■ GIVEN REQUEST 1
In the court order, condense the paragraph beginning "This matter is before the Court" into a shorter version that keeps its main facts.
■ GIVEN REQUEST 2
Count how many lines of the rows contain the word "chocolate", and reply with the number alone.

■ PAGE TEXT
________
Opinion
C23-5746 BHS
10-16-2023
GREGORY ALLEN, Plaintiff, v. WASHINGTON STATE DEPARTMENT OF CORRECTIONS, Defendant.
ORDER
BENJAMIN H. SETTLE UNITED STATES DISTRICT JUDGE
This matter is before the Court on plaintiff Gregory Allen's motion for reconsideration, Dkt. 11, of the Court's Order dismissing with prejudice Allen's 42 U.S.C. § 1983 claim against the State of Washington, because the State is not a “person” for purposes of § 1983. Dkt. 9 at 5.
Allen argues, as he did in opposing the State's motion to dismiss, that Washington deemed itself a “person” for § 1983 purposes when it waived its sovereign immunity:
The State of Washington has subjected itself and waived immunity under its own laws.
________
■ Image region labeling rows

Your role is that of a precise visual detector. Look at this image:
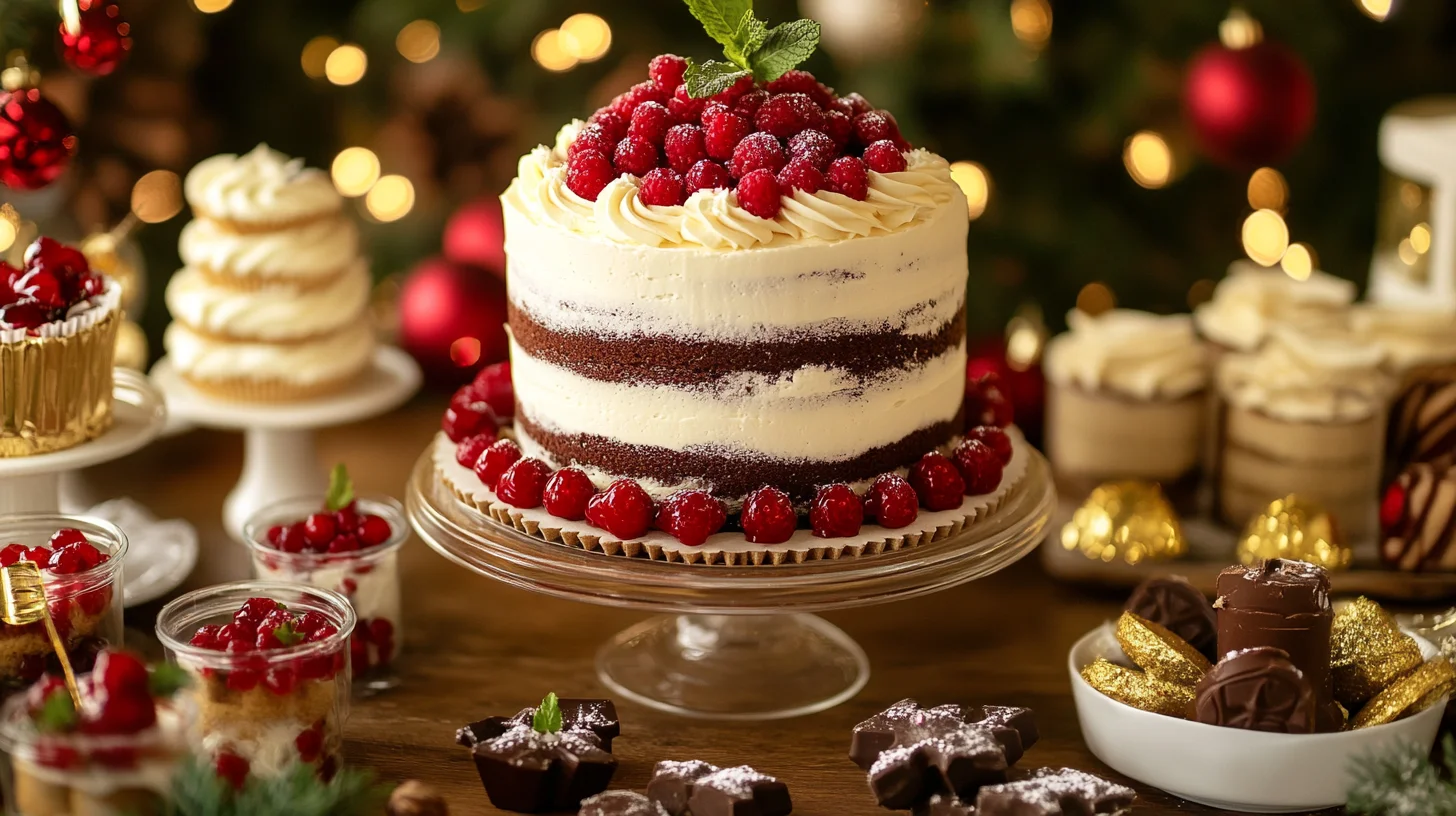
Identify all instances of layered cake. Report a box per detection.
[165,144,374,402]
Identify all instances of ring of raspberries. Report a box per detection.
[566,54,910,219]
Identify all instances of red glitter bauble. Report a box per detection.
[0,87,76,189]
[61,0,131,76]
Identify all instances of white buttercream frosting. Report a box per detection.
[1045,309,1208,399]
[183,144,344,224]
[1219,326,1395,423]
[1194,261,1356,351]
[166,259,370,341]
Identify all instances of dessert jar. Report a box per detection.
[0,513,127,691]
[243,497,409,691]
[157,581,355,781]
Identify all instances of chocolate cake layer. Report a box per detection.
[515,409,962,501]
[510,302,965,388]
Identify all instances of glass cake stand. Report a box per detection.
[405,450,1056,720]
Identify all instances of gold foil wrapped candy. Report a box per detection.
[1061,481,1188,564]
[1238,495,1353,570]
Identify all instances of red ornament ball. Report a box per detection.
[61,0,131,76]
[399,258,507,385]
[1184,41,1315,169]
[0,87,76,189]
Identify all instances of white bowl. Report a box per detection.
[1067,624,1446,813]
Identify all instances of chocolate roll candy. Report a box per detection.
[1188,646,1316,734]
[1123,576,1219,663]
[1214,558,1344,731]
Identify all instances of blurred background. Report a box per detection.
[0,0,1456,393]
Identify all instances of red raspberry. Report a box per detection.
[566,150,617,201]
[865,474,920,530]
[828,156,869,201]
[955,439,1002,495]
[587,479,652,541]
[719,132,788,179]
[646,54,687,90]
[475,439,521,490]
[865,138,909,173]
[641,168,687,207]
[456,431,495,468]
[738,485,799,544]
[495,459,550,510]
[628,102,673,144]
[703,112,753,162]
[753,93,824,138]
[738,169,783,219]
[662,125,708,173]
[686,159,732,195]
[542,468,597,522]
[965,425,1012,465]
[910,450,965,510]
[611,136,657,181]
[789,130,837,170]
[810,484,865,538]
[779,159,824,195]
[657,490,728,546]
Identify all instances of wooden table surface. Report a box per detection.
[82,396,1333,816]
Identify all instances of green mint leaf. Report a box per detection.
________
■ CORRECT RESULT 1
Gregory Allen moved for reconsideration (Dkt. 11) of the Court's Order dismissing with prejudice his 42 U.S.C. § 1983 claim against the State of Washington. The claim was dismissed because the State is not a "person" under § 1983 (Dkt. 9 at 5).

■ CORRECT RESULT 2
2